Texte du document =
-=-=-=-=-
La question fatidique

Óðinn pose une question subsidiaire (str. 12). Celle-ci ne sert a priori qu’à le démasquer à la völva. Il s’est en effet présenté sous le nom de Vegtamr. Quand il pose une dernière question à quelqu’un (tel le géant Vafþrúðnir), celle-ci est fatale – et concerne les paroles qu’il a prononcées à l’oreille de Baldr sur son bûcher. Comme la völva n’aspire qu’à retourner se coucher, il semblerait que cette question saugrenue l’en empêche pour de bon ! La question a tout d’une devinette, telle celle de Gestumblindi (Óðinn déguisé) au roi Heiðrekr (Saga de Hervör et Heiðrekr) :

« Qui sont ces vierges
Qui vont en foule ensemble
Pour le plaisir de leur père ;
Des cheveux clairs
Elles ont, et la coiffe blanche [de l’épouse],
Mais sont sans mari ? »
« Ce sont les flots qu’on appelle ainsi. »
-=-=-=-=-
Données fournies =
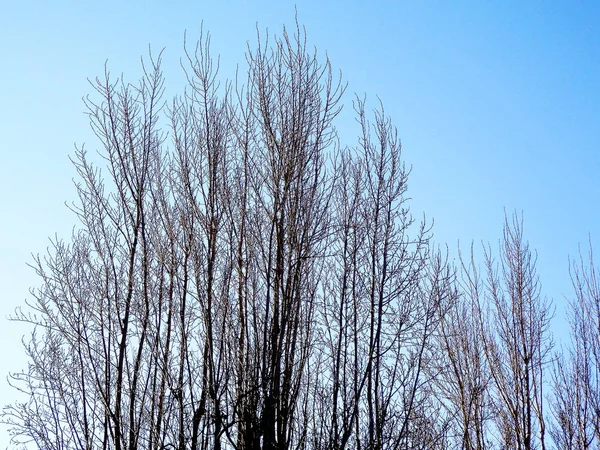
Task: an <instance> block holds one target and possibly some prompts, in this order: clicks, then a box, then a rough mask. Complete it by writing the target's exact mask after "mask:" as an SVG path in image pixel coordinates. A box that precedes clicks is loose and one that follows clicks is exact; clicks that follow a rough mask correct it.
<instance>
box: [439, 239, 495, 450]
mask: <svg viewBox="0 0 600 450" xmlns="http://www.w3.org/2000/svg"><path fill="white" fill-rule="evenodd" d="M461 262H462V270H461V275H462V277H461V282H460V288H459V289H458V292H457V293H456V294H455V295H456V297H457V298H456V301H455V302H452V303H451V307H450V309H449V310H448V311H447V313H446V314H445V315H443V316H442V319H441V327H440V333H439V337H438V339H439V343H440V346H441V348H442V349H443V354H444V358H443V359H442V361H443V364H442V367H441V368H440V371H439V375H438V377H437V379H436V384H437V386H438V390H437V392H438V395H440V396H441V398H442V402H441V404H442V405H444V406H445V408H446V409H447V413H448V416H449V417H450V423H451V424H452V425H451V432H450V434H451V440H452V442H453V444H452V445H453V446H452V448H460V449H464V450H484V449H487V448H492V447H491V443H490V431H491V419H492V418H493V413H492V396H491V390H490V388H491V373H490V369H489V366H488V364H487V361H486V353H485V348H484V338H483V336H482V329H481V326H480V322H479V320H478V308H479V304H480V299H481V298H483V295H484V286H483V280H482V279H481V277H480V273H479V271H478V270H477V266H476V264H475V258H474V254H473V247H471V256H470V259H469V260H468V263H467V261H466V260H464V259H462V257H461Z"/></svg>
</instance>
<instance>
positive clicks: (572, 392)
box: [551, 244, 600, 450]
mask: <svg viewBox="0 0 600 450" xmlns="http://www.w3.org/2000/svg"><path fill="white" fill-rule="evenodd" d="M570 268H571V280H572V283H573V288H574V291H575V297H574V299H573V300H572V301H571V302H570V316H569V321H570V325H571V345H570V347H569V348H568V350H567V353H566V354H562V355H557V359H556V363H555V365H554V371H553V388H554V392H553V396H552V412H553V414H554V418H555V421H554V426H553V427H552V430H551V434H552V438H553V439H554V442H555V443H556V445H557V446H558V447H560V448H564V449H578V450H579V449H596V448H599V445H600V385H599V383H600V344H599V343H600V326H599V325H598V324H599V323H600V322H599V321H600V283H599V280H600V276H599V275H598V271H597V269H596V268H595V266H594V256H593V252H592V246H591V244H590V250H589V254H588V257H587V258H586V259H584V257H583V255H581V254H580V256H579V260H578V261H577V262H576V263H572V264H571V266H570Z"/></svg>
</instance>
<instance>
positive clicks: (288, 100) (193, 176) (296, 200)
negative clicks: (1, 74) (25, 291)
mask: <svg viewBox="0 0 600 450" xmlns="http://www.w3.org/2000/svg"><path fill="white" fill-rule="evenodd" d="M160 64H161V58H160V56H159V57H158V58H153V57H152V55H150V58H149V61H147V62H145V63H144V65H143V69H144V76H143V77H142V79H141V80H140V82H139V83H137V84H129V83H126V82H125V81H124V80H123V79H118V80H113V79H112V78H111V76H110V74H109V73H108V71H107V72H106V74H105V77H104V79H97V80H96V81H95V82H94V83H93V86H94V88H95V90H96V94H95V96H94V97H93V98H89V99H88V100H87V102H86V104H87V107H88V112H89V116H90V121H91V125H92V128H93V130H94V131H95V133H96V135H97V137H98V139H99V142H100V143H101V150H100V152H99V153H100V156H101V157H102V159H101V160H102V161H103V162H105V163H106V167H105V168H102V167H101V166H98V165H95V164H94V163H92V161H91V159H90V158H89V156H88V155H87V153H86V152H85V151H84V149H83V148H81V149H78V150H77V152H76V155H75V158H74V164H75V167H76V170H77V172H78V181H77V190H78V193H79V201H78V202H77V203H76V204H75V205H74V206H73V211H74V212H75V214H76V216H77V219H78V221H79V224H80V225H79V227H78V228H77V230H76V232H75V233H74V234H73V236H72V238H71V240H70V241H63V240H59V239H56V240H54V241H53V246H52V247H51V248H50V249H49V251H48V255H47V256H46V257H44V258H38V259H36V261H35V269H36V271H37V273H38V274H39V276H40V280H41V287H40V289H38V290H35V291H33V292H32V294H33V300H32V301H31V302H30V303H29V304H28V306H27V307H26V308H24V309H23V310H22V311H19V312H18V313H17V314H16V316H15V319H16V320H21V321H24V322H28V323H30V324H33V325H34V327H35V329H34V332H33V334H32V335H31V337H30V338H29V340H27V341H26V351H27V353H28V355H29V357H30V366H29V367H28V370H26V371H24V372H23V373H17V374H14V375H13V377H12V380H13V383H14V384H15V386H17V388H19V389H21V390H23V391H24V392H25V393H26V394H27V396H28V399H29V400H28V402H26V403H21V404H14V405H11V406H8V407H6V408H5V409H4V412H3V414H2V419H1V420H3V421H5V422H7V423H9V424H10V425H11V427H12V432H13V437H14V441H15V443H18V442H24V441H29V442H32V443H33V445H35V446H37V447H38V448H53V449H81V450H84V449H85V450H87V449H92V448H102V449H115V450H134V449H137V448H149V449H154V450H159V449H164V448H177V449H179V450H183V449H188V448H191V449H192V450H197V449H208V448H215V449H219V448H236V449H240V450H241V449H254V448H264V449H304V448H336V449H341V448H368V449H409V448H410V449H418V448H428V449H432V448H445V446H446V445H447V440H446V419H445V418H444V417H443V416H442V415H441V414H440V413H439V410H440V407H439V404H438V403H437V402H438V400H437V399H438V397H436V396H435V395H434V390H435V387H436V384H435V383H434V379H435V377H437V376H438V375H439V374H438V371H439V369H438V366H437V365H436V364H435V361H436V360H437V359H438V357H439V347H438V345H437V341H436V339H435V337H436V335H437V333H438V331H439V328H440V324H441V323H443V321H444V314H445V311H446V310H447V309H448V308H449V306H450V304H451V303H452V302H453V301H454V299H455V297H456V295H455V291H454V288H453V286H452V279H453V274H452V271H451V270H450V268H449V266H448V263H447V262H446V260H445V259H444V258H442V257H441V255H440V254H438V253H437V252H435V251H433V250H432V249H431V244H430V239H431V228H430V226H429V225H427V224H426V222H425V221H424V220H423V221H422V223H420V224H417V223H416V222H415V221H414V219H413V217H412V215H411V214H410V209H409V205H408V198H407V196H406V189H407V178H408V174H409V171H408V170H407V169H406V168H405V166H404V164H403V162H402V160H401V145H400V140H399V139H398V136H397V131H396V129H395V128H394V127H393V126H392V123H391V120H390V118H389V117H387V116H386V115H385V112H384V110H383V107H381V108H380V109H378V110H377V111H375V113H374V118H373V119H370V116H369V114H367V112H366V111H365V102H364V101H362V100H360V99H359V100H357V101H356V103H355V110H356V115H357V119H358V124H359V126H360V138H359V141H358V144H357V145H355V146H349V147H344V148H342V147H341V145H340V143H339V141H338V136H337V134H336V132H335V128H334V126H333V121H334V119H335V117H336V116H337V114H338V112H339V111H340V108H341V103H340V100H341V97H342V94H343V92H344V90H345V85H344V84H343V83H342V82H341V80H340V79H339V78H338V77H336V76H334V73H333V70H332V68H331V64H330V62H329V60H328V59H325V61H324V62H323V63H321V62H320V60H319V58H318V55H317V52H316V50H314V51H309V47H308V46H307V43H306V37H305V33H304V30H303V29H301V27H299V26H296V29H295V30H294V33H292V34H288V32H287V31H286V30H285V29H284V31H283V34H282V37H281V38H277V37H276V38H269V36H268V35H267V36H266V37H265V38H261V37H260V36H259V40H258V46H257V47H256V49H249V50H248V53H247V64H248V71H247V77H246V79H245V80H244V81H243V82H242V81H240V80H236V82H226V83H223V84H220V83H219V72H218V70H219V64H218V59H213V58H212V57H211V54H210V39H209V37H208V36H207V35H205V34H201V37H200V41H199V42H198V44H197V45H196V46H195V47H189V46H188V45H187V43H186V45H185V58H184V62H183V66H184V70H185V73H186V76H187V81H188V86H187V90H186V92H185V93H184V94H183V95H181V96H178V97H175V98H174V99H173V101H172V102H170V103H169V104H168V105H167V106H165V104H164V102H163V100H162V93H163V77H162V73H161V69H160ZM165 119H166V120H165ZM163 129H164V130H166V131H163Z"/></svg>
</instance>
-=-=-=-=-
Consignes =
(a) Dans le texte sur la question fatidique, sous quel nom Óðinn s'est-il présenté à la völva ?
(b) Relevez tous les noms propres de personnages cités dans le texte sur la question fatidique, sans compter ceux qui figurent dans un titre de saga.
(c) Poursuivez le texte sur la question fatidique après sa dernière phrase.
Les entrées n'ont aucun lien avec le texte sur la question fatidique.

Corrigé =
(a) Vegtamr.

(b) Óðinn, Vegtamr, Vafþrúðnir, Baldr, Gestumblindi, Heiðrekr.

(c)
La réponse à la devinette des Rêves de Baldr n’est pas donnée. Il y a tout lieu de croire, cependant, que ces vierges sont les Neuf Vagues, comme le suggère la devinette de Gestumblindi. Les vagues sont coiffées d’écume blanche que le vent projette au ciel. Ce n’est pas forcément bon signe pour les marins – quand bien même elles les pleureraient. Leur mère est la géante Rán « Butin, Vol » (femme du géant de la mer Ægir), meurtrière de marins et réceptionnaire des noyés. Comment la völva en déduit le nom de son visiteur et pourquoi elle est outragée est la véritable énigme.

Le dieu des magiciens connaît le futur, comme il le déclare lui-même (Lokasenna, str. 21). Il n’a nul besoin de consulter une völva. Ce qu’il vient faire, c’est la défier. La VRAIE question est : QUI est la völva ? Óðinn l’accuse d’être la mère de trois þursar. Ce faisant, il semble dénoncer Angrboða «(Ap)Porteuse-de-tristesse », mère des trois monstres mythiques avec Loki (le loup Fenrir, le serpent du Miðgarðr et Hel). Mais il y a un os. Parce que les þursar sont des géants (masculins) : Hel ne peut pas en être (en principe).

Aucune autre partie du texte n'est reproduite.